» EXERCISE
Each line from the one with "of the nasal" through the last line of the records must be output exactly, both ends included.

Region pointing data
□ □ □ □
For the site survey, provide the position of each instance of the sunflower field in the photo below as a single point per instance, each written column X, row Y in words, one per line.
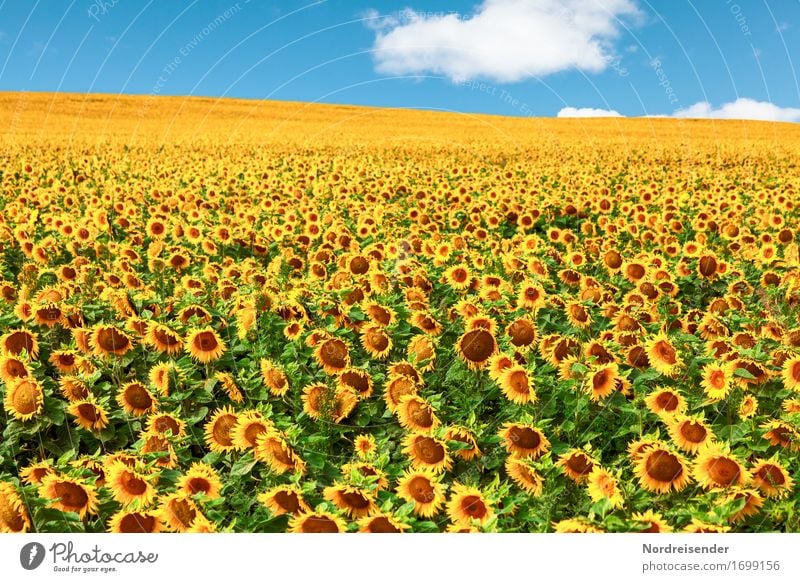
column 266, row 317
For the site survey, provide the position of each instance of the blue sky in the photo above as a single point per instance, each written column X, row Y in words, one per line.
column 720, row 58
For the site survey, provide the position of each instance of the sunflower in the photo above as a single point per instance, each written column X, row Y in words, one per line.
column 660, row 470
column 522, row 332
column 127, row 521
column 160, row 377
column 14, row 342
column 416, row 414
column 24, row 398
column 772, row 478
column 603, row 381
column 82, row 338
column 666, row 402
column 498, row 364
column 12, row 368
column 689, row 433
column 136, row 399
column 130, row 485
column 380, row 314
column 354, row 501
column 716, row 468
column 748, row 406
column 717, row 380
column 274, row 378
column 458, row 277
column 603, row 485
column 13, row 513
column 161, row 448
column 525, row 476
column 424, row 321
column 178, row 511
column 524, row 441
column 35, row 472
column 272, row 449
column 650, row 522
column 93, row 468
column 751, row 499
column 107, row 339
column 423, row 490
column 163, row 339
column 365, row 446
column 357, row 379
column 333, row 355
column 574, row 525
column 422, row 351
column 517, row 385
column 699, row 526
column 65, row 361
column 791, row 374
column 200, row 478
column 531, row 296
column 164, row 422
column 283, row 499
column 467, row 505
column 464, row 436
column 475, row 347
column 781, row 434
column 576, row 464
column 662, row 355
column 397, row 387
column 380, row 523
column 204, row 345
column 69, row 495
column 218, row 430
column 427, row 452
column 250, row 424
column 89, row 415
column 317, row 522
column 791, row 405
column 376, row 341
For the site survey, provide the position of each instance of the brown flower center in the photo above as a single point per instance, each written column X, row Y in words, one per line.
column 477, row 345
column 723, row 471
column 137, row 523
column 421, row 489
column 473, row 506
column 663, row 466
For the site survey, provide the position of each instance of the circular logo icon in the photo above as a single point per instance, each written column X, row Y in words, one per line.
column 31, row 555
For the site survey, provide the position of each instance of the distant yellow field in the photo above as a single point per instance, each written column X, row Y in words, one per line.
column 223, row 315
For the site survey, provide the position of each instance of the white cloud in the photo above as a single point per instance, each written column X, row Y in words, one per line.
column 587, row 112
column 742, row 108
column 502, row 40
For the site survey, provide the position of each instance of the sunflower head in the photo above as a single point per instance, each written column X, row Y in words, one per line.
column 69, row 495
column 421, row 488
column 661, row 470
column 576, row 464
column 716, row 468
column 135, row 521
column 24, row 398
column 524, row 441
column 204, row 345
column 427, row 452
column 14, row 516
column 200, row 479
column 468, row 506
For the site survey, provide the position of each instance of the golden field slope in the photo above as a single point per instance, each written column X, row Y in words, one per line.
column 222, row 315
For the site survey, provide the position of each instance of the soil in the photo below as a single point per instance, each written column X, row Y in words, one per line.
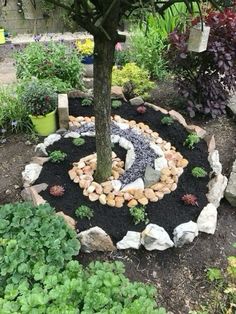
column 168, row 212
column 178, row 274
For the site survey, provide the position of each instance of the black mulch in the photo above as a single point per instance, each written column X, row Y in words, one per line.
column 168, row 213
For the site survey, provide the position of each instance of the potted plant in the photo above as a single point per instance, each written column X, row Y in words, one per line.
column 85, row 48
column 41, row 103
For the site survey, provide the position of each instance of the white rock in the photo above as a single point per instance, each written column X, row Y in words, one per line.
column 72, row 135
column 31, row 174
column 214, row 161
column 160, row 163
column 95, row 239
column 116, row 184
column 157, row 149
column 230, row 192
column 40, row 150
column 130, row 158
column 89, row 133
column 216, row 187
column 125, row 143
column 122, row 126
column 155, row 237
column 185, row 233
column 137, row 184
column 131, row 240
column 207, row 219
column 52, row 138
column 115, row 138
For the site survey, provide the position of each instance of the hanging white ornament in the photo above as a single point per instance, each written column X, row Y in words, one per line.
column 198, row 37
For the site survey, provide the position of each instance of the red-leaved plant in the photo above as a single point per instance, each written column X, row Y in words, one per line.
column 56, row 190
column 141, row 109
column 205, row 79
column 189, row 199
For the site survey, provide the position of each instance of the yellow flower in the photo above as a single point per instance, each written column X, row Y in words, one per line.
column 85, row 47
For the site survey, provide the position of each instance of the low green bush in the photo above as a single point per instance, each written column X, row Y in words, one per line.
column 50, row 61
column 13, row 115
column 134, row 74
column 38, row 97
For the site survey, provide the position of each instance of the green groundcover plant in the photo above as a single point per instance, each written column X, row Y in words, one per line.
column 37, row 274
column 50, row 61
column 13, row 115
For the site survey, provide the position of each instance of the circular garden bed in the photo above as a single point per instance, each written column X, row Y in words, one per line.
column 151, row 141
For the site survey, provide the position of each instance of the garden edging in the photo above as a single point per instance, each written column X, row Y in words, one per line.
column 153, row 236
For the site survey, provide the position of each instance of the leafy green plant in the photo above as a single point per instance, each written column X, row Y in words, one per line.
column 38, row 98
column 98, row 288
column 116, row 104
column 78, row 141
column 132, row 73
column 191, row 140
column 57, row 156
column 84, row 212
column 87, row 102
column 13, row 114
column 54, row 60
column 32, row 235
column 138, row 214
column 199, row 172
column 167, row 120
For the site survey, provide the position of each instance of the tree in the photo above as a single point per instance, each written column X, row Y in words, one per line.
column 101, row 18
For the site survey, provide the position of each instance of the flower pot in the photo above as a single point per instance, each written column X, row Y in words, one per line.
column 87, row 59
column 44, row 125
column 2, row 36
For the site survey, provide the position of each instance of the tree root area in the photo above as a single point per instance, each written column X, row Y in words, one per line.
column 168, row 212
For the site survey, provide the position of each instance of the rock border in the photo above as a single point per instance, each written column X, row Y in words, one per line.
column 153, row 237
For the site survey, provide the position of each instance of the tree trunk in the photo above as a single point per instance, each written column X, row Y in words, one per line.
column 103, row 62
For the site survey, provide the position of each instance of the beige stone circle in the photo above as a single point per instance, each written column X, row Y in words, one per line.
column 106, row 192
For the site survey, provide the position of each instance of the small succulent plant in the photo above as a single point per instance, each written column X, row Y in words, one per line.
column 57, row 156
column 78, row 141
column 191, row 140
column 199, row 172
column 141, row 109
column 167, row 120
column 116, row 104
column 56, row 190
column 87, row 102
column 189, row 199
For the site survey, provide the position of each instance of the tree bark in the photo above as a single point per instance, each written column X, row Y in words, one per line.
column 103, row 63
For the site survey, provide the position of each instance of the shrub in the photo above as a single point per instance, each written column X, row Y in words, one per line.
column 84, row 212
column 132, row 73
column 13, row 115
column 167, row 120
column 78, row 141
column 206, row 79
column 199, row 172
column 138, row 214
column 191, row 140
column 57, row 156
column 38, row 98
column 116, row 104
column 49, row 61
column 98, row 288
column 32, row 235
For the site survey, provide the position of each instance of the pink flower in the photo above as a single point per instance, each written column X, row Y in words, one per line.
column 118, row 47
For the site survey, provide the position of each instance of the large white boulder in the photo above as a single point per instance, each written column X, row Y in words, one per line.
column 207, row 219
column 185, row 233
column 155, row 237
column 31, row 174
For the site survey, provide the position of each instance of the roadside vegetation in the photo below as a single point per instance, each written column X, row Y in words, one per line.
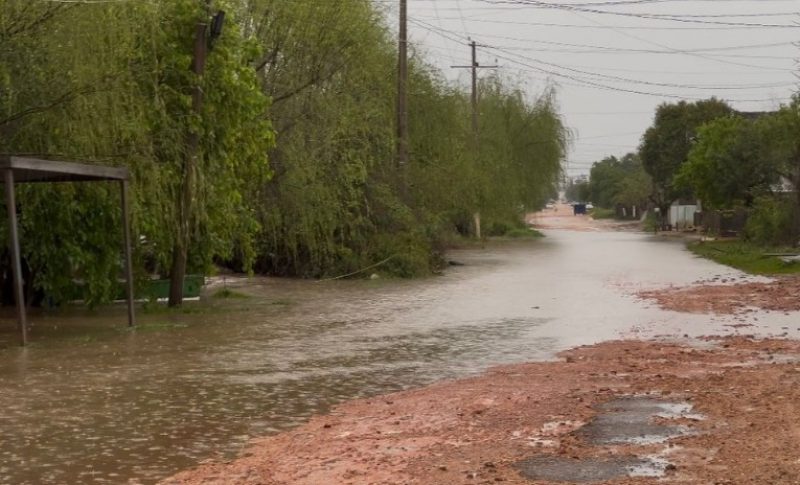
column 732, row 162
column 746, row 256
column 294, row 173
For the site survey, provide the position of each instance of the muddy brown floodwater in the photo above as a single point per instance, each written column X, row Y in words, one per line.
column 91, row 402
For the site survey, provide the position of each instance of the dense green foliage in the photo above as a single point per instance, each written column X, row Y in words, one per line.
column 726, row 165
column 294, row 173
column 665, row 145
column 751, row 162
column 748, row 257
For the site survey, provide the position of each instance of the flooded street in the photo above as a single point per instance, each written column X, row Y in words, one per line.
column 92, row 402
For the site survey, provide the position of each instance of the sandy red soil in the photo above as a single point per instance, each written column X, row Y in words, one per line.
column 474, row 430
column 562, row 217
column 781, row 294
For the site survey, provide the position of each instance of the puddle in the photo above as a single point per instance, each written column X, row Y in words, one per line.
column 630, row 420
column 566, row 470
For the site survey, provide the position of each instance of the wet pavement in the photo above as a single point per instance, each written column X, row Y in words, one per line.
column 93, row 402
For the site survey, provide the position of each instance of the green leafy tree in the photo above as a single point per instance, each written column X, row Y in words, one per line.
column 728, row 165
column 665, row 145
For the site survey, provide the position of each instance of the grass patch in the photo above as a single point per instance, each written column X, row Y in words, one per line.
column 747, row 257
column 600, row 213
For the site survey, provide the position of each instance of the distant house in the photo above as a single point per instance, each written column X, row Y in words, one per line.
column 682, row 214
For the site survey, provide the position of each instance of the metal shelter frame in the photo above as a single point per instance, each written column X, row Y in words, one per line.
column 31, row 170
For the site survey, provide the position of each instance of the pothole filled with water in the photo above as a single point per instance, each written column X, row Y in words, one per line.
column 628, row 420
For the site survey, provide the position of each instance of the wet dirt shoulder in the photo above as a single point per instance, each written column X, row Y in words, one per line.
column 733, row 405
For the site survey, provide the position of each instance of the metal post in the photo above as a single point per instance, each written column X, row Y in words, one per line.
column 474, row 96
column 128, row 263
column 402, row 87
column 16, row 266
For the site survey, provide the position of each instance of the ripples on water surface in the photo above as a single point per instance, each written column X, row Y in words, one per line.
column 91, row 402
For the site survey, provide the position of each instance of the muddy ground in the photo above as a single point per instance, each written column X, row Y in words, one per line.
column 743, row 425
column 782, row 294
column 718, row 411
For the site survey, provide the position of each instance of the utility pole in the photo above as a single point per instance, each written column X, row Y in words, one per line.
column 475, row 132
column 181, row 247
column 402, row 87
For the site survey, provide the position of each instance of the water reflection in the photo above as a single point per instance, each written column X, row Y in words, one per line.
column 92, row 402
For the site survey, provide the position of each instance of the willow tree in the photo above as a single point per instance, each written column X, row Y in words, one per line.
column 204, row 187
column 110, row 83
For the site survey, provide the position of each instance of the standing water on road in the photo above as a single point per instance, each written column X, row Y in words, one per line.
column 90, row 402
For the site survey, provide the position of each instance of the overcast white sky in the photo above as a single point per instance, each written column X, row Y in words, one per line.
column 664, row 50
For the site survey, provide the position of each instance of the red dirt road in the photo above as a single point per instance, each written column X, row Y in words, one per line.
column 474, row 430
column 745, row 398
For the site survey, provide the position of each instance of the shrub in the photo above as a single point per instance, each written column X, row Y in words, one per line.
column 771, row 223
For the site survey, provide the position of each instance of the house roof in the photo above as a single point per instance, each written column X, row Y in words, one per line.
column 38, row 170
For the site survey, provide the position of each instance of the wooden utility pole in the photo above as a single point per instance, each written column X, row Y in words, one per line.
column 181, row 247
column 475, row 131
column 402, row 87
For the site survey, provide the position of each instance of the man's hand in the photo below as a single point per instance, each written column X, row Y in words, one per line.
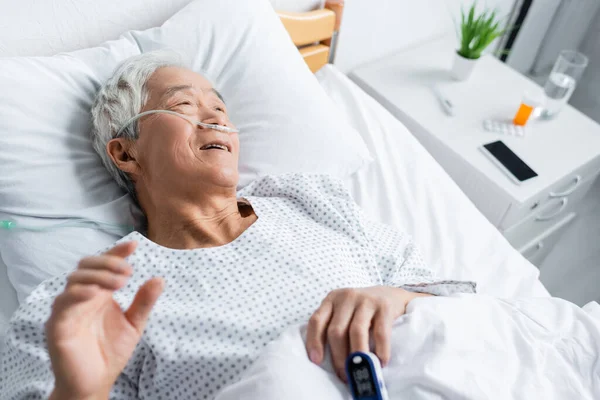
column 347, row 318
column 90, row 339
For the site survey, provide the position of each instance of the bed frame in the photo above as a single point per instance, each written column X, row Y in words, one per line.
column 315, row 33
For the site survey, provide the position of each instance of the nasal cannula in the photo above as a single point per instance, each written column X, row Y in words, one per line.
column 9, row 225
column 216, row 127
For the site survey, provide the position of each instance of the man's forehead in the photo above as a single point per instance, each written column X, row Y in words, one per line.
column 172, row 90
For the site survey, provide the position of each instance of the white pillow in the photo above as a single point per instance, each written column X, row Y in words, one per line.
column 50, row 172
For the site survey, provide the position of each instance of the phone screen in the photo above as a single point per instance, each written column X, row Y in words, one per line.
□ □ □ □
» ANSWER BOX
For the site survey, provide the position of each instance of the nasal cannula in the photo above as a single point per instance, each written column X, row Y in words, one per line.
column 9, row 225
column 216, row 127
For the site survey, provide the position of each instance of the man's forehead in the photo above as a single point per instance, each written column X, row Y in words, one per line.
column 172, row 90
For the site survey, provide the position of each instance of the white pillow in the photo above as a single point per instance, each written column X, row Y in words, one per line.
column 50, row 172
For the site survey, provide the position of each instance of the phone screen in the photo above as a single point per instance, each written column X, row Y in words, one per line.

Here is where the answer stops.